RECORDS FOR THIS EXERCISE
● ● ●
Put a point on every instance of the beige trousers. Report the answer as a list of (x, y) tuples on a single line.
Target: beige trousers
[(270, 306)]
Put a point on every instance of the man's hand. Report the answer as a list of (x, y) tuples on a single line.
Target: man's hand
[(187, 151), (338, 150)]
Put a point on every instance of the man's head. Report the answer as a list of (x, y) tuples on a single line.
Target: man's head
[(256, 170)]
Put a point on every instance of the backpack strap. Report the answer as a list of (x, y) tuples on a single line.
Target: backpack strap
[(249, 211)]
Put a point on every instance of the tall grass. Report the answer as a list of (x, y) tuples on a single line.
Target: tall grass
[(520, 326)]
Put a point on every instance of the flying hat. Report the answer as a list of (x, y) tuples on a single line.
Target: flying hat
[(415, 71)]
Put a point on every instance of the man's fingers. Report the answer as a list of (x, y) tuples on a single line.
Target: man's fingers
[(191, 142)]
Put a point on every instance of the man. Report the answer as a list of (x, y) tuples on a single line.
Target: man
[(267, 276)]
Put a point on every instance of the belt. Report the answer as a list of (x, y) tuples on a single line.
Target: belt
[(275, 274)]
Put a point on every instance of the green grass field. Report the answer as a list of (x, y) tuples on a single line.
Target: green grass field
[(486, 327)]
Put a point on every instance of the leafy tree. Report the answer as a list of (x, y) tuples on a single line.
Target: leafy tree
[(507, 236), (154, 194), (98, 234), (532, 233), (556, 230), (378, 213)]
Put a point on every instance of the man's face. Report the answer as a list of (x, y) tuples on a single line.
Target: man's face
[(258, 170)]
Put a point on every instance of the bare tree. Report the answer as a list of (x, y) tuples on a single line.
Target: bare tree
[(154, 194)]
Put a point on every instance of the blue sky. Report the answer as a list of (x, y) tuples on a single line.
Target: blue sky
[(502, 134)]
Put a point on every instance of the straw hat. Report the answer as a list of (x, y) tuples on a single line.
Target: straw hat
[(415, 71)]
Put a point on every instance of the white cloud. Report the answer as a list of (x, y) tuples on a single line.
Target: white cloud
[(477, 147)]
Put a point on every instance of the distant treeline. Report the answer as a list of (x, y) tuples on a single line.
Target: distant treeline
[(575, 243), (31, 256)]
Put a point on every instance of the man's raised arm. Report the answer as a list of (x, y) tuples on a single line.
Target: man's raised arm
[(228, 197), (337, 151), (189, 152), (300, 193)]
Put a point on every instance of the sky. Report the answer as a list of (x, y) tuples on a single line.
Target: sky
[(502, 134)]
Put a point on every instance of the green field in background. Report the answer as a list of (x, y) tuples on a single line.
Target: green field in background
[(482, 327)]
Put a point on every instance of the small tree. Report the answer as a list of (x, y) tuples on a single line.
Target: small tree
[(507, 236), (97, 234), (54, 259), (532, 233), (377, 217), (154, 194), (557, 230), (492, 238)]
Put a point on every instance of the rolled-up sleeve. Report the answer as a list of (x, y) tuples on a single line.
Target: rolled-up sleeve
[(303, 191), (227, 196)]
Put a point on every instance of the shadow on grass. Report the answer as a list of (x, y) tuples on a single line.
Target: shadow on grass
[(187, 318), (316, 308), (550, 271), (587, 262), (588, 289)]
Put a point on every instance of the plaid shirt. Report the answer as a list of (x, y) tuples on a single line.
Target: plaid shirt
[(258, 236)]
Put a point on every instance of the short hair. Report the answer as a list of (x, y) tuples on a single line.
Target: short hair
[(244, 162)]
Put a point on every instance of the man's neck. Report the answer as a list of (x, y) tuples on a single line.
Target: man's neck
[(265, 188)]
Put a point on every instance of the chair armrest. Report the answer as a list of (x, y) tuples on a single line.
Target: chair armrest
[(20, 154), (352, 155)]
● ● ●
WHAT THE EXERCISE ASKS
Rewrite all of the entries above, changing each "Put a point on" to "Mark" and leaving everything else as it is.

TASK OUTPUT
Mark every instance of the beige trousers. Report the answer as a list of (x, y) tuples on a single line.
Target: beige trousers
[(270, 306)]
Mark every instance of the man's hand. Report the answer as a list of (x, y) tuples on a single line.
Target: man's hand
[(187, 151), (338, 150)]
Mark every instance of the man's head. Report the answer as a list of (x, y) tuples on a single line.
Target: man's head
[(256, 170)]
Mark every instance of the backpack strap. Report the answer as a list of (x, y) tuples on a single line.
Target: backpack strap
[(249, 211)]
Mark every instance of the tall grass. Report the answer as a list of (x, y) tuples on a single line.
Target: tall grass
[(520, 326)]
Mark every instance of the flying hat. Report the answer as a list of (x, y) tuples on a single line.
Target: flying hat
[(415, 71)]
Mark every instance of the man's fingers. Report the answer as a list of (x, y) tuples on a single line.
Target: man's fingers
[(191, 142)]
Mark every instance of the man. Report the answer as a list of (x, y) tuples on a single line.
Target: man
[(267, 276)]
Mark every instance of the belt. Report the answer as a list of (x, y) tuples on a single line.
Target: belt
[(275, 274)]
Mark every instance of the green grass field. Report the answer as a list of (x, y) tuples on a single line.
Target: green grass field
[(486, 327)]
Mark every instance of the leafy tree. Report the answer as a list of (x, y) tuples on a single line.
Target: leafy tree
[(507, 236), (154, 194), (98, 234), (532, 233), (556, 230), (378, 213)]
Mark every instance of the man's face. Report the answer as a list of (x, y) tuples on a single line.
Target: man's face
[(258, 170)]
Mark every instance of the bare tree. Report the answer as a list of (x, y) tuples on a single line.
Target: bare tree
[(154, 194)]
Mark every instance of the blue sky. Report the answer as a list of (x, y) tuples on a single line.
Target: blue sky
[(502, 134)]
Mark every instance of the straw hat. Report the answer as a list of (x, y) tuples on a single line.
Target: straw hat
[(415, 71)]
Mark every instance of the white cloud. Report the answer as a list of (x, y) tuples on a single line.
Target: white cloud
[(477, 147)]
Mark every instance of the distant treeline. Report the answer as a list of (x, y) tuples on a single line.
Target: distant treeline
[(575, 243), (31, 256)]
Mark every instance of the man's raised arm. Report the answer as a list of (x, y) tuples on a single line.
Target: man's raised arm
[(228, 197), (337, 151), (189, 152), (300, 193)]
Mark every instance of the sky. Report the answer as a list of (x, y) tuples on a single line.
Target: sky
[(502, 134)]
Mark every instance of the green field in background. Report the answer as a list of (x, y) tuples on a single line.
Target: green field in background
[(482, 327)]
Mark every instance of the small tree. Report the answer as a list of (x, y) tuples on a single line.
Target: small tree
[(507, 236), (97, 234), (54, 259), (532, 233), (377, 217), (154, 194), (557, 230), (492, 238)]
Mark every instance of the rolled-up sleeve. Report the answer as a list of (x, y) tuples on a single line.
Target: rolled-up sleeve
[(303, 191), (227, 196)]
Mark every instance of the shadow on grass. Report the answer as a list of (x, y) tuples on a single line.
Target: shadow on grass
[(187, 318), (316, 308), (550, 271), (587, 262), (588, 289)]
Mark every instance of the plaid shirt. Report the answer as a list of (x, y) tuples on a single line.
Target: plaid shirt
[(258, 236)]
Mark every instance of the short hair. Report the answer as a list of (x, y) tuples on a single line.
Target: short hair
[(244, 162)]
Mark every instance of the man's neck. Report the answer as a list of (x, y) tuples on a single line.
Target: man's neck
[(265, 188)]
Mark every instance of the chair armrest. Report the answer as a list of (x, y) tuples on a single line.
Target: chair armrest
[(20, 154), (352, 155)]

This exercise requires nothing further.